» **The task**
Answer these questions from the text on fashion legislation below.
(a) According to the McKinsey & Co. report, what percentage of fashion executives believe sustainability regulations will impact their businesses in 2024?
(b) At which climate conference was the UN Fashion Charter for Climate Action launched?
(c) Of the 14 signatories analyzed by Stand.earth, how many will likely miss their targets at the current pace?

» **Text**
=-=-=

The Future of Fashion & Sustainability | 13 A Wave of Global Fashion Legislation

British fashion designer Stella McCartney isn’t afraid to ruffle some feathers. She’s become a vocal critic of the fashion industry’s harmful practices, and she used her platform at the latest UN Climate Change Conference (COP 28), along with designer Gabriela Hearst, to call for tighter regulation and policy changes targeting her industry. From Europe to the U.S., a wave of legislation is tightening the relative leeway the fashion industry enjoys, and businesses are beginning to notice. A report by management consulting firm McKinsey & Co. notes that 87% of fashion executives believe “sustainability regulations will impact their businesses in 2024.”[1] Fashion has enjoyed relatively undeterred growth, but legislation passed and on the books in Europe and the U.S. will challenge the business of the fashion industry.

 

Against a backdrop of increased government scrutiny of fashion supply chains and the need for transparency and traceability, meaningful legislation with enforcement powers has thus far remained minimal in the U.S. and Europe. Policy and enforcement will be pivotal in holding brands accountable to their commitments. A group of fashion companies launched the UN Fashion Charter for Climate Action at COP 24 (2018), pledging to halve emissions by 2030. However, according to an analysis of 14 signatories by group Stand.earth, nine of the brands including Nike, Levi’s, and Inditex will likely miss their targets at the current pace.[2] With climate-conscious populations and stronger political will for climate-related regulation, the fashion industry will face a reckoning in 2024. Among an assortment of areas needing policy intervention, governments have targeted the reduction of fashion waste, better supply chain management, and workers’ rights. 2024 will build on a recent uptick in fashion-related legislation globally.

=-=-=

» **Extracted information**
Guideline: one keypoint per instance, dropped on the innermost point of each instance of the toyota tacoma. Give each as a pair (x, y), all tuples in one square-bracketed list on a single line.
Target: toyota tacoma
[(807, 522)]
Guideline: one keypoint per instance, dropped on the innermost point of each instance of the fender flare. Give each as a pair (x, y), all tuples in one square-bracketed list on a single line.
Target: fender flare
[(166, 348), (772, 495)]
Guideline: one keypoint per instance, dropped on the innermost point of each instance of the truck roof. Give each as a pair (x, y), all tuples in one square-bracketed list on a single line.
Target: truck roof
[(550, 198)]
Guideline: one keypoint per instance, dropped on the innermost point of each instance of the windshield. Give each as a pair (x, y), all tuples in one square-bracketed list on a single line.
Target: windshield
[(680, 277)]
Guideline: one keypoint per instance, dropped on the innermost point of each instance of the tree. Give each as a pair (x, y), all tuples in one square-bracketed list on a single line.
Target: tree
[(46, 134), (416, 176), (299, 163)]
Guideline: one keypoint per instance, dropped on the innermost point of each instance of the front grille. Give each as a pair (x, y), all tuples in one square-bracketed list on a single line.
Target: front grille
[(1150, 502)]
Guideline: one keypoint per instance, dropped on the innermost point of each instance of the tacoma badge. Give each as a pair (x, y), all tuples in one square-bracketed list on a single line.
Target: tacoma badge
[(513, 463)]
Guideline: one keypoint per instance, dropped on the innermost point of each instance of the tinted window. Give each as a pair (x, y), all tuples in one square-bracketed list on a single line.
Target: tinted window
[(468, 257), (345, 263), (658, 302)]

=-=-=

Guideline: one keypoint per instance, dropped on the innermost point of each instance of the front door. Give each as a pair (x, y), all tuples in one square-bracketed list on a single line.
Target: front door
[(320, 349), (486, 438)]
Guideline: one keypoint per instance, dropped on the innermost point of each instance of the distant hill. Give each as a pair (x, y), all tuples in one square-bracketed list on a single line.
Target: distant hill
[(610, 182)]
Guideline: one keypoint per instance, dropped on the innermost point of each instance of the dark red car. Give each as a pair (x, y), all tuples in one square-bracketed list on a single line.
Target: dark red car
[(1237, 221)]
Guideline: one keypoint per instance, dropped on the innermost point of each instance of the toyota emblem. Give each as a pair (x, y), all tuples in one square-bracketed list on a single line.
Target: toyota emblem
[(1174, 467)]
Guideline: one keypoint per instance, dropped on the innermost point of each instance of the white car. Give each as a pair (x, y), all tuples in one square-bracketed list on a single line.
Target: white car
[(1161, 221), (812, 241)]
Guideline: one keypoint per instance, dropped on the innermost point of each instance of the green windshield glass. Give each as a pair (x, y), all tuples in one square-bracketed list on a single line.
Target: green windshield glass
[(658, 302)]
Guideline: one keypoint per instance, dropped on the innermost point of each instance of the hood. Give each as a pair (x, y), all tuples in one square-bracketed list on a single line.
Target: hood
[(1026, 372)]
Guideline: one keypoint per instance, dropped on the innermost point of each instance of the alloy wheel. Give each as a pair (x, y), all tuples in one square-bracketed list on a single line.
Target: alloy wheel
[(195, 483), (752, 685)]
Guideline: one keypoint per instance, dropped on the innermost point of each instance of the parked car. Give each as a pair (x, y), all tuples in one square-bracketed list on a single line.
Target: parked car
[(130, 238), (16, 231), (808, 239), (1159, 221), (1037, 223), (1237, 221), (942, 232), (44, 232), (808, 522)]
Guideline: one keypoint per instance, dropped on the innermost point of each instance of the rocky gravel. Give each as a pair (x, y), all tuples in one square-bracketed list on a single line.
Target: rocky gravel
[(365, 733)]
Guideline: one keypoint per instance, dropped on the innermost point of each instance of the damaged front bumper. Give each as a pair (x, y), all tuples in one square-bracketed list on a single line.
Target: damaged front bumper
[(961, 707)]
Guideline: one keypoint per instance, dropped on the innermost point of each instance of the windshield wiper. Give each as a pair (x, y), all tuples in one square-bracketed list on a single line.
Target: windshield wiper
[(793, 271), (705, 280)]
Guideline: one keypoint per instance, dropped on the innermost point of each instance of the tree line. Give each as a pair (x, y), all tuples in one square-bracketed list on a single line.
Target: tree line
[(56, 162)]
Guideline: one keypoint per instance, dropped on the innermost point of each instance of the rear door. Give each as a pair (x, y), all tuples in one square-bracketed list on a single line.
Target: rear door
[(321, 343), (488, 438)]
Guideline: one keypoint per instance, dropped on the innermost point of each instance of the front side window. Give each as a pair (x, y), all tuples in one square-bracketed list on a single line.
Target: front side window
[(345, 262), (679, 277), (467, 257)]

=-=-=

» **Exercise output**
(a) 87%
(b) COP 24 (2018)
(c) Nine